Text segment START

I am optimistic. I am hopeful. When it comes to community and fellowship and the honest, kind pursuit of truth and understanding; lately, I've been in a few "rooms" where it happens.

WAIT UP FOR ME

I’m not afraid of THE dark. I am afraid of dark. That darkness that comes with dishonesty, mistrust, deceit, hate, disease… I am afraid of that dark.

We heard glass breaking and a woman screaming. I was eleven or twelve. It was a summer Saturday night, just beyond dusk. We were probably chasing fireflys. The screams were coming from the house next door to my aunt and uncle’s. We went closer for some reason. At that point the darkness was our friend. Then we could see the flames. Her house was on fire. We ran for help. Soon the night sky was split with flashing lights and sirens. I did not want to go to sleep that night. I could still smell smoke and hear that woman. If I closed my eyes, whatever other terrors the dark held might come. Maybe it was a child’s dose of PTSD. I dreaded nightfall for days and weeks after that.

Sometimes I still do.

As I’ve written before, I got a close look at the late 60s. I was in Detroit during race riots and in Washington D.C. during Nixon’s innaugural parade. I saw what went on behind the scenes at that event. It was a rock-hard contrast to the celebratory facade on the party side of the parade.

Text segment END
Given data START

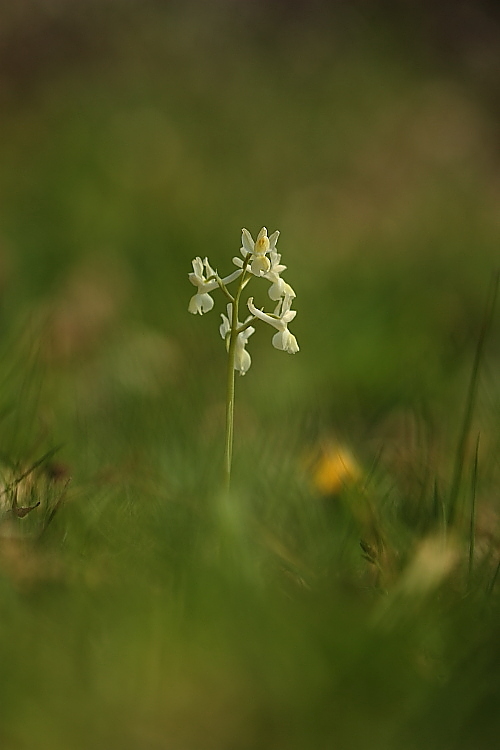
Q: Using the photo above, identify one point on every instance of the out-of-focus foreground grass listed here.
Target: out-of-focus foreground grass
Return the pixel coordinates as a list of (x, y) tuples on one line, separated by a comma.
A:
[(138, 610)]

Given data END

■ Requirement 1 ■
List the things the passage says come with the darkness the writer is afraid of.
■ Requirement 2 ■
Transcribe the part of the passage that begins at the words "WAIT UP FOR" and stops after "I still do.".

■ Task answer 1 ■
dishonesty, mistrust, deceit, hate, disease

■ Task answer 2 ■
WAIT UP FOR ME

I’m not afraid of THE dark. I am afraid of dark. That darkness that comes with dishonesty, mistrust, deceit, hate, disease… I am afraid of that dark.

We heard glass breaking and a woman screaming. I was eleven or twelve. It was a summer Saturday night, just beyond dusk. We were probably chasing fireflys. The screams were coming from the house next door to my aunt and uncle’s. We went closer for some reason. At that point the darkness was our friend. Then we could see the flames. Her house was on fire. We ran for help. Soon the night sky was split with flashing lights and sirens. I did not want to go to sleep that night. I could still smell smoke and hear that woman. If I closed my eyes, whatever other terrors the dark held might come. Maybe it was a child’s dose of PTSD. I dreaded nightfall for days and weeks after that.

Sometimes I still do.